__Goal of the exercise__. Using the chapter introduction on racism below, explain in one to three sentences why many people in Canada think about racism every moment.

__Given passage__.
--- start ---
Chapter 1: Understanding Racism and Anti-Black Racism

Introduction

How often do you think about racism? How many times in the last week has racism influenced your communication and interactions with others? Once, twice, three times? Your answer will differ depending on your race, your proximity to social justice issues, and your upbringing.

Many people in Canada think about racism every moment. This is because racism affects every aspect of their life: how they are viewed and how they are treated within society. 

Can you imagine being called derogatory names, treated disrespectfully, and denied opportunities because of your skin colour? 

How about being told you are not smart enough to succeed at anything?

Imagine being mentally and physically brutalized simply because you were born Black? 

These are just a few of the experiences of racialized people, and especially Black people.

We are all born into a structure of racism, which is woven into the very fabric of society. So, while we all should think about racism, Black people, Asians, Indigenous individuals, and other people of colour are forced to do so. Their everyday living and functioning are wrapped up in the various manifestations of racism. Differential treatment against these groups is built into the creation and operation of society to the extent that racism has become systemic (Banaji et al., 2021). This means that racism is part of every aspect of life, with life-long detrimental effects.
--- end ---
__Stored data__.
--- start ---
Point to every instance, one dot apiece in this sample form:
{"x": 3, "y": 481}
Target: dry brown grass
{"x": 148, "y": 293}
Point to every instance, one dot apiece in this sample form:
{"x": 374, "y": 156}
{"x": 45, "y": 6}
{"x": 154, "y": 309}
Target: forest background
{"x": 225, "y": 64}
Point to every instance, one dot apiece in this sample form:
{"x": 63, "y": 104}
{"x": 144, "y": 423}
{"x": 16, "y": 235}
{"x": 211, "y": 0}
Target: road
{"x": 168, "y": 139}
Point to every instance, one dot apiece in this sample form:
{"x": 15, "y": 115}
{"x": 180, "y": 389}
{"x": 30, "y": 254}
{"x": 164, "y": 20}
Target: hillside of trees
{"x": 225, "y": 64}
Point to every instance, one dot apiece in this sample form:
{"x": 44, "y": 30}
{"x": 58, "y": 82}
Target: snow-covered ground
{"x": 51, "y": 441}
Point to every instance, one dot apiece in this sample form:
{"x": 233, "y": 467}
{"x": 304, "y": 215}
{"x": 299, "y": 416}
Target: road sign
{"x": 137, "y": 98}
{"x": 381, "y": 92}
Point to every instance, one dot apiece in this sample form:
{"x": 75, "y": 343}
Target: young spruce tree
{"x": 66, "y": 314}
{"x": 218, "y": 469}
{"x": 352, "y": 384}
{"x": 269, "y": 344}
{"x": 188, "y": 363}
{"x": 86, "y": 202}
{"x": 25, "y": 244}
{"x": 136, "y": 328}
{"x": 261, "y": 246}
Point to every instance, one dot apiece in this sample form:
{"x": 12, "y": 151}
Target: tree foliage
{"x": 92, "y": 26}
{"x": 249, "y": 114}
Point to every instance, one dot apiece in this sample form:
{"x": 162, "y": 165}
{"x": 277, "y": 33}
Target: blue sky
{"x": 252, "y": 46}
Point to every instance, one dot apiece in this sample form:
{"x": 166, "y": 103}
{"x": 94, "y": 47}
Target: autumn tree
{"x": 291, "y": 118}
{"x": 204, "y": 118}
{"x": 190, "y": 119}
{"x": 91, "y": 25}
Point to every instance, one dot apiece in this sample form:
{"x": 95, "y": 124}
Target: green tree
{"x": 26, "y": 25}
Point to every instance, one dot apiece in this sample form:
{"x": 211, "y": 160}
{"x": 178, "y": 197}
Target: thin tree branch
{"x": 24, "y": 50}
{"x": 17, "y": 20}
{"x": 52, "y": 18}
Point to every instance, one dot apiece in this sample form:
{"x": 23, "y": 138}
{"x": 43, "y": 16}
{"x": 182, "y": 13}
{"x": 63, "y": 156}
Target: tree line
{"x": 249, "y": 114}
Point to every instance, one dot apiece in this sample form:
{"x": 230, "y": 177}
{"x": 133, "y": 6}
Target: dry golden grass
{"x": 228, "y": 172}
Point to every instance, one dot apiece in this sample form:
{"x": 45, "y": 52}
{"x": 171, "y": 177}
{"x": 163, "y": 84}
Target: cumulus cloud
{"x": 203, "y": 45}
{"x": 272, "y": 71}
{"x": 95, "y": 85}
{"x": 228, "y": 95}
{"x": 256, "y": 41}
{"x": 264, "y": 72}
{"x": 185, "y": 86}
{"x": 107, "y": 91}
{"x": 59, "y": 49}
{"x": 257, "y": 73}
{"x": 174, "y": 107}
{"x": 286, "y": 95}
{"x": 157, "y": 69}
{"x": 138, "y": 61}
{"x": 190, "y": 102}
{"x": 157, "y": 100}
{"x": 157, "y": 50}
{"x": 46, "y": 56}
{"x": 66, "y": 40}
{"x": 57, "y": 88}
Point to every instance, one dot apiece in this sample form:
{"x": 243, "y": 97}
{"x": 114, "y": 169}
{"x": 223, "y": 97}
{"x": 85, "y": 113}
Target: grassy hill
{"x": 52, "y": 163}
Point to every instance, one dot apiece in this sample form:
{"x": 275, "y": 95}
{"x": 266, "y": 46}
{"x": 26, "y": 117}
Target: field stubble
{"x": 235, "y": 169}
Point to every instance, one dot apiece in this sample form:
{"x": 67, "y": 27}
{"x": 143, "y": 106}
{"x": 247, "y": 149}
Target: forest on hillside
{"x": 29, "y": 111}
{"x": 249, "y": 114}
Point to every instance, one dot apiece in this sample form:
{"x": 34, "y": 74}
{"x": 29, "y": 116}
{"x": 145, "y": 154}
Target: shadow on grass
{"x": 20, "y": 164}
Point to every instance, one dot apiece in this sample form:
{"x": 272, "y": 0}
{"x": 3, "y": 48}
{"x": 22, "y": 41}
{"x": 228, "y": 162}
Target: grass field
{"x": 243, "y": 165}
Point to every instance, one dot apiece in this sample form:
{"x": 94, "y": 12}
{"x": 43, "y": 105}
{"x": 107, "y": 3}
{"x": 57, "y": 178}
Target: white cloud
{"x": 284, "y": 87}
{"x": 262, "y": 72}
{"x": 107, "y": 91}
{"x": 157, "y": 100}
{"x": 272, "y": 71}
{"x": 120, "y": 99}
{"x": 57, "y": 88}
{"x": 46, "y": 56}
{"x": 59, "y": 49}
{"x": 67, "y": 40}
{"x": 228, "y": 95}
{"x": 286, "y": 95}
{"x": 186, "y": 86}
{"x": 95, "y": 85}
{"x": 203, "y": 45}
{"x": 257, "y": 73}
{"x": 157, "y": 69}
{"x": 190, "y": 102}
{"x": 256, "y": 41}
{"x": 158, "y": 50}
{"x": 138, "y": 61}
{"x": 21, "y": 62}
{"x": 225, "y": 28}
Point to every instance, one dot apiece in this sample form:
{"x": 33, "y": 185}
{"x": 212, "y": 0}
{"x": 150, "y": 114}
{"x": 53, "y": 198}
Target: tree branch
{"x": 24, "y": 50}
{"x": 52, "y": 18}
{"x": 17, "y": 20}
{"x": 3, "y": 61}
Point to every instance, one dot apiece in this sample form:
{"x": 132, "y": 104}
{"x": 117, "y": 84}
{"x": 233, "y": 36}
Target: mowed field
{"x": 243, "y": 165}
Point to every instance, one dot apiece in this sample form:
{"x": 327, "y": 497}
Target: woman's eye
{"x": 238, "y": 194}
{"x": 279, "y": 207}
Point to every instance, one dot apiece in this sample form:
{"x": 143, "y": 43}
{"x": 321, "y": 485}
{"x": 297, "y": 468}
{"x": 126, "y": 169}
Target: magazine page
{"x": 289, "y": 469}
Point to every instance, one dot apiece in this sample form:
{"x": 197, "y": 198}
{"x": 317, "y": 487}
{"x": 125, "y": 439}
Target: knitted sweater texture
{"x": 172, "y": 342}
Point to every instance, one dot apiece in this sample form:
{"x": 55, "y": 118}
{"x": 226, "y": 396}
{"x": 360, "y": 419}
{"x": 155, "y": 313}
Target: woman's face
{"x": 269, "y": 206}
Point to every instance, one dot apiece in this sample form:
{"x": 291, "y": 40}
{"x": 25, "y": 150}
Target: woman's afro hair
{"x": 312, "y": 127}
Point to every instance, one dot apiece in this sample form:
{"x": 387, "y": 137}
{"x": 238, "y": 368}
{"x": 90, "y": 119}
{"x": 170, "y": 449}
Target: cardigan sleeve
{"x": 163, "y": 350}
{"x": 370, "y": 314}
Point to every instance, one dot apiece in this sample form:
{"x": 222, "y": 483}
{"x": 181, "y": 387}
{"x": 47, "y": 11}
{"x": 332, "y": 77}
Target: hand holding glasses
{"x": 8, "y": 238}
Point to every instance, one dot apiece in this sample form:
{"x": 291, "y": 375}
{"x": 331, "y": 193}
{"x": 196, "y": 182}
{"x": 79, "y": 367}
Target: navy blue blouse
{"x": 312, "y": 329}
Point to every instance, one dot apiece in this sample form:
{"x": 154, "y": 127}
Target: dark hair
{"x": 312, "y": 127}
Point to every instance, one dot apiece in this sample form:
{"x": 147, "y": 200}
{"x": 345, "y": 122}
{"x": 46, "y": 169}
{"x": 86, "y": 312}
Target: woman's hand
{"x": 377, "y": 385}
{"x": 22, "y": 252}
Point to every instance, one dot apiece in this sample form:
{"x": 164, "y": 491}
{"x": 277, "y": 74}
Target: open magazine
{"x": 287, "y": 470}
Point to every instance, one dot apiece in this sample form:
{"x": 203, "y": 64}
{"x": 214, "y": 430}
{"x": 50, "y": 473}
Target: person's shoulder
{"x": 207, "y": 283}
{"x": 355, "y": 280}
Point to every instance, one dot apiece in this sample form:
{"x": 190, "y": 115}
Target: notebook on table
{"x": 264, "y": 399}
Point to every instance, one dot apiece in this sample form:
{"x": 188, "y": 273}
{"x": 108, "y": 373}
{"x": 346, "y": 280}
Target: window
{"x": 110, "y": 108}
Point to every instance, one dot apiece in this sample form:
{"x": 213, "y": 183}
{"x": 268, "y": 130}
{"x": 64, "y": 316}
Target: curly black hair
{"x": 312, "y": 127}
--- end ---
__Exercise answer__. Racism affects every aspect of their lives, including how they are viewed and how they are treated within society. Their everyday living and functioning are wrapped up in its various manifestations, so they are forced to think about it.